● DATA FOR THE TASK
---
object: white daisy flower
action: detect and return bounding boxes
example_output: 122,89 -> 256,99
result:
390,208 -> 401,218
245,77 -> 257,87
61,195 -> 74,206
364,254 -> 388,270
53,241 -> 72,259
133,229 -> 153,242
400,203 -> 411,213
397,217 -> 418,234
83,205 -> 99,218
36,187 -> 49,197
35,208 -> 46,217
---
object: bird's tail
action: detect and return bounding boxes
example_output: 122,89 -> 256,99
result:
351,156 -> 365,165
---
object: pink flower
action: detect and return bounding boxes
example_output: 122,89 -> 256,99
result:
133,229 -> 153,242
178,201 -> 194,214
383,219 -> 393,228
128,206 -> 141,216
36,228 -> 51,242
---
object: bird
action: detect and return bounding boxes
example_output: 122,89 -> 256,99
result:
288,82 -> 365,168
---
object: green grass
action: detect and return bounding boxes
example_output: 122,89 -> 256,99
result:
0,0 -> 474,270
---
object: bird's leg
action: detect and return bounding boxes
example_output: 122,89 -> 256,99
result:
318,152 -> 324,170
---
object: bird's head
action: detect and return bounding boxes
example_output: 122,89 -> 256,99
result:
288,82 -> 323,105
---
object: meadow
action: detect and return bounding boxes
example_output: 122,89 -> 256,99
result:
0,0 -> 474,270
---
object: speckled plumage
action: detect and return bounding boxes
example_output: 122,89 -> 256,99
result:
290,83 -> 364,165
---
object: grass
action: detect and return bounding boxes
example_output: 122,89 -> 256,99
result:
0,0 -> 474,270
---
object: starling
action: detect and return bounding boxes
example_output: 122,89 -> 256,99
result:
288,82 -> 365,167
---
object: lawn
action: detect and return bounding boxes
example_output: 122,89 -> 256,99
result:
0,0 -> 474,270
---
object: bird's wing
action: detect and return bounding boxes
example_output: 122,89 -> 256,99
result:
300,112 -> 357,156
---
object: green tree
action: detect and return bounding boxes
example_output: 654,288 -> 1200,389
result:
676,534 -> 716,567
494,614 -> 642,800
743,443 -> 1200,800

● WHAT YOU NEED TO DO
Could you retype the material word for word, beginning at its very first line and stopping after the line that contains "288,82 -> 365,168", including that line?

● CORRECT ANSWER
---
object: white daisy flower
action: detect and return bounding boxes
example_output: 122,89 -> 256,99
result:
390,208 -> 401,218
245,77 -> 257,87
61,195 -> 74,206
364,254 -> 388,270
53,241 -> 72,259
133,229 -> 153,242
400,203 -> 411,213
397,217 -> 418,234
83,205 -> 99,218
36,187 -> 49,197
35,208 -> 46,217
---
object: bird's tail
action: detect and return bounding boxes
example_output: 122,89 -> 256,99
result:
351,156 -> 365,165
---
object: pink flower
action: detect and return bounding boxes
example_output: 122,89 -> 256,99
result:
133,229 -> 153,242
178,201 -> 194,214
383,219 -> 393,228
128,206 -> 141,216
36,228 -> 51,242
---
object: bird
action: detect and return bounding boxes
example_output: 122,89 -> 256,99
result:
288,82 -> 365,168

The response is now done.